INFORMATION:
== == ==

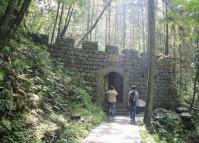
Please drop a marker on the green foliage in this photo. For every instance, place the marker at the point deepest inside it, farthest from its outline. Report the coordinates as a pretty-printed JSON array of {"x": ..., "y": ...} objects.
[
  {"x": 3, "y": 5},
  {"x": 168, "y": 126},
  {"x": 62, "y": 94}
]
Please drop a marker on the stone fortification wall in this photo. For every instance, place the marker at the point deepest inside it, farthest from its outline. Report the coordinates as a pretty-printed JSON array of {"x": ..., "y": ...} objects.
[{"x": 88, "y": 62}]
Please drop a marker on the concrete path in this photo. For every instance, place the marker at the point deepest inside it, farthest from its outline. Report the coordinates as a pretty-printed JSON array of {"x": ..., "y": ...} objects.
[{"x": 118, "y": 131}]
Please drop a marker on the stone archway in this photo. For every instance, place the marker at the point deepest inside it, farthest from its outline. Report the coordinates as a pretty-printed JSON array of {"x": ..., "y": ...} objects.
[
  {"x": 108, "y": 76},
  {"x": 116, "y": 80}
]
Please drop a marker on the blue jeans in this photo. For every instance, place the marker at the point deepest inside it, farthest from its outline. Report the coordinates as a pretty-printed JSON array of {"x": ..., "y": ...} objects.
[
  {"x": 112, "y": 109},
  {"x": 132, "y": 111}
]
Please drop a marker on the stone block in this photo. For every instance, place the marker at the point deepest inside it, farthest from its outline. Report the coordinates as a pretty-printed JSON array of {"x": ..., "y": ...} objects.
[{"x": 90, "y": 46}]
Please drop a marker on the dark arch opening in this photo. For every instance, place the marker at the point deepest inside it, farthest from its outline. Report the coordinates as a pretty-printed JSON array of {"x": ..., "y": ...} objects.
[{"x": 116, "y": 80}]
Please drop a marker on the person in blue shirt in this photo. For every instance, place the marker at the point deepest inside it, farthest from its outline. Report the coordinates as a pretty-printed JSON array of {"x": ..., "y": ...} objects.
[{"x": 132, "y": 100}]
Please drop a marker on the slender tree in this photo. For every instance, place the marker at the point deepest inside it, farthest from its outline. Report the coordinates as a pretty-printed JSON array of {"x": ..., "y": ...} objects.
[
  {"x": 151, "y": 71},
  {"x": 67, "y": 20},
  {"x": 11, "y": 19},
  {"x": 93, "y": 26},
  {"x": 166, "y": 32},
  {"x": 60, "y": 21},
  {"x": 53, "y": 33}
]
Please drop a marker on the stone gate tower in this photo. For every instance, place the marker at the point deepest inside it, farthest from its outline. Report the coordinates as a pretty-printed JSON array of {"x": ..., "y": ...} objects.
[{"x": 102, "y": 69}]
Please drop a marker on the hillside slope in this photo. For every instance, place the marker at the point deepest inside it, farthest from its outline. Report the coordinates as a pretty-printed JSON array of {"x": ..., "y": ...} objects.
[{"x": 40, "y": 100}]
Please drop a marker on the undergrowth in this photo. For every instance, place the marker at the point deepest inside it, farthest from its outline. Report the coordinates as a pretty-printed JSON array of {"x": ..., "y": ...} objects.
[
  {"x": 168, "y": 127},
  {"x": 52, "y": 95}
]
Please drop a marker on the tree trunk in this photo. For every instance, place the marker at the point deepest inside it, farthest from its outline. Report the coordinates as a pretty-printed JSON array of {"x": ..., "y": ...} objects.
[
  {"x": 124, "y": 25},
  {"x": 53, "y": 33},
  {"x": 115, "y": 29},
  {"x": 197, "y": 74},
  {"x": 66, "y": 21},
  {"x": 93, "y": 26},
  {"x": 167, "y": 33},
  {"x": 60, "y": 20},
  {"x": 194, "y": 91},
  {"x": 11, "y": 20},
  {"x": 109, "y": 24},
  {"x": 151, "y": 71}
]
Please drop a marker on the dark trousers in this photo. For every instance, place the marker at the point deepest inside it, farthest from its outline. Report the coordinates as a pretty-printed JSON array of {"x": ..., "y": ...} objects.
[
  {"x": 112, "y": 109},
  {"x": 132, "y": 111}
]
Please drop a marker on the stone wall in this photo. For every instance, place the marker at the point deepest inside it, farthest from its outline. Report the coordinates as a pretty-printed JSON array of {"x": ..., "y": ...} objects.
[{"x": 92, "y": 65}]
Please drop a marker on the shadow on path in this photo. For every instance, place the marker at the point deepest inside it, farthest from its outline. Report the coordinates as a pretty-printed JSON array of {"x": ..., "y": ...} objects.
[{"x": 119, "y": 130}]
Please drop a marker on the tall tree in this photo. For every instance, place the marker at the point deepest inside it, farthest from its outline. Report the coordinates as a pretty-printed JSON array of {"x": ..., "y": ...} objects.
[
  {"x": 11, "y": 20},
  {"x": 93, "y": 26},
  {"x": 166, "y": 32},
  {"x": 124, "y": 25},
  {"x": 67, "y": 20},
  {"x": 151, "y": 71},
  {"x": 53, "y": 33},
  {"x": 60, "y": 21}
]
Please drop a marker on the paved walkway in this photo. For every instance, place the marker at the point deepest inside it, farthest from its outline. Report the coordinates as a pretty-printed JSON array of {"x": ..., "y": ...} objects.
[{"x": 118, "y": 131}]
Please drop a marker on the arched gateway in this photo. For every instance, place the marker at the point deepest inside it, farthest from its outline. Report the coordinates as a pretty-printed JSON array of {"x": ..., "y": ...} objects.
[
  {"x": 115, "y": 76},
  {"x": 100, "y": 69}
]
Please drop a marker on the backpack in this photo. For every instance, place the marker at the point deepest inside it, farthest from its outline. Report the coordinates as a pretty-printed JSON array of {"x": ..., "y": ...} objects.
[{"x": 132, "y": 98}]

== == ==

TASK STATEMENT:
Before you finish, make sure every line above has been repeated exactly and no picture remains in the copy.

YOUR RESPONSE:
Please drop a marker on the green foliage in this photo. For every instance, place the marker at the point deepest inside it, farthest from its outline. Report the coordinates as a pretty-printed JSON array of {"x": ..., "y": ...} objects.
[
  {"x": 3, "y": 5},
  {"x": 168, "y": 126},
  {"x": 62, "y": 94}
]
Please drop a marker on the stone fortification wall in this photo. For every instance, place the marker at the point deepest inside it, farthest from its outline. Report the coordinates as a pretty-printed JSON array of {"x": ..., "y": ...} objects.
[{"x": 88, "y": 62}]
Please drop a marker on the concrete path in this photo. For every instance, place the marker at the point deepest inside it, farthest from its outline. Report the coordinates as a pretty-printed JSON array of {"x": ..., "y": ...} objects.
[{"x": 118, "y": 131}]
Please drop a marker on the stone archway in this photo. For every instance, place the marker at the point deepest inside it, farthest from its outline. Report the coordinates as a pretty-printed JSON array of {"x": ..., "y": ...} objects.
[
  {"x": 108, "y": 76},
  {"x": 116, "y": 80}
]
Please drop a marker on the blue jeans in this photo. For every instance, place the marker at the point deepest inside it, farthest from its outline. Report the coordinates as a pretty-printed JSON array of {"x": ..., "y": ...} objects.
[
  {"x": 112, "y": 109},
  {"x": 132, "y": 111}
]
Please drop a marker on the stone block in this photo. For every instance, place the marker at the point deepest inside it, farthest from its outline. Report the coordinates as a pretty-printed JSON array of {"x": ..., "y": ...} objects.
[{"x": 90, "y": 46}]
Please drop a marker on the dark arch opening in this photo. For every instance, place the marker at the point deepest inside it, farthest from its outline. Report the coordinates as a pretty-printed JSON array of {"x": ..., "y": ...} objects.
[{"x": 116, "y": 80}]
Please drop a marker on the person in blue shirt in this photo. For every instance, place the marker at the point deepest inside it, farthest from its outline. Report the coordinates as a pretty-printed JSON array of {"x": ..., "y": ...} objects.
[{"x": 132, "y": 100}]
Please drop a marker on the slender tree in this photo. For every instance, place the marker at the point deepest inside it, farthest from its outline. Report the coordinates as a pretty-printed JSON array of {"x": ..., "y": ...} objects.
[
  {"x": 151, "y": 71},
  {"x": 67, "y": 20},
  {"x": 11, "y": 19},
  {"x": 93, "y": 26},
  {"x": 166, "y": 32},
  {"x": 60, "y": 21},
  {"x": 53, "y": 33}
]
Please drop a marker on the stone gate tower in this photo. For every instance, place the marker at the point deepest inside it, farthest from its outline. Report the coordinates as a pretty-printed JSON array of {"x": ..., "y": ...} objects.
[{"x": 102, "y": 69}]
Please drop a marker on the hillside slope in this photo. For every instance, place the marker at the point deepest inside it, farthest from its outline. Report the coordinates as a pretty-printed JSON array of {"x": ..., "y": ...} objects.
[{"x": 40, "y": 100}]
Please drop a marker on the undergrowth in this photo. For every instance, place the marker at the point deepest inside it, farthest from its outline. Report the coordinates as a pretty-printed JSON array of {"x": ..., "y": ...} objects.
[
  {"x": 168, "y": 127},
  {"x": 52, "y": 95}
]
Please drop a marker on the tree trunk in this photo. For every instance, place the marker at the point deepest inside it, farthest from its outline. Report the coordinates as a pretty-printed JSON array of {"x": ..., "y": ...} objects.
[
  {"x": 124, "y": 25},
  {"x": 53, "y": 33},
  {"x": 115, "y": 29},
  {"x": 197, "y": 74},
  {"x": 66, "y": 21},
  {"x": 93, "y": 26},
  {"x": 167, "y": 33},
  {"x": 60, "y": 20},
  {"x": 194, "y": 91},
  {"x": 11, "y": 20},
  {"x": 109, "y": 24},
  {"x": 151, "y": 71}
]
Please drop a marker on the dark trousers in this photo. For every instance, place the marker at the point deepest inside it, farthest from its outline. Report the coordinates as a pretty-printed JSON array of {"x": ..., "y": ...} objects.
[
  {"x": 112, "y": 109},
  {"x": 132, "y": 111}
]
Please drop a marker on the stone wall in this photo. For every instance, place the marker at the point deepest inside it, farthest from its outline. Report the coordinates as a pretty-printed JSON array of {"x": ..., "y": ...} objects.
[{"x": 92, "y": 65}]
Please drop a marker on the shadow on path in this photo. For every instance, place the marker at the point deepest inside it, farthest from its outline. Report the coordinates as a pretty-printed JSON array of {"x": ..., "y": ...} objects.
[{"x": 119, "y": 130}]
Please drop a marker on the tall tree in this photo. For every instance, place the marker at the point deepest inside it, farthest from its outline. Report the coordinates as a pretty-printed JSON array of {"x": ..., "y": ...} objects.
[
  {"x": 11, "y": 20},
  {"x": 93, "y": 26},
  {"x": 166, "y": 32},
  {"x": 124, "y": 25},
  {"x": 67, "y": 20},
  {"x": 151, "y": 71},
  {"x": 53, "y": 33},
  {"x": 60, "y": 21}
]
Please drop a marker on the paved walkway in this photo. For every instance, place the marker at the point deepest inside it, farthest from its outline. Report the coordinates as a pretty-printed JSON array of {"x": ..., "y": ...} objects.
[{"x": 118, "y": 131}]
Please drop a marker on the arched gateway in this photo. For every instance, place the marker at the point deepest inside it, farthest from its outline. Report the coordinates as a pretty-printed JSON array of {"x": ..., "y": ...} objects.
[
  {"x": 115, "y": 76},
  {"x": 100, "y": 69}
]
Please drop a marker on the backpack in this photo. For every instance, place the marker at the point deepest inside it, farthest from its outline. Report the coordinates as a pretty-printed JSON array of {"x": ..., "y": ...} objects.
[{"x": 132, "y": 98}]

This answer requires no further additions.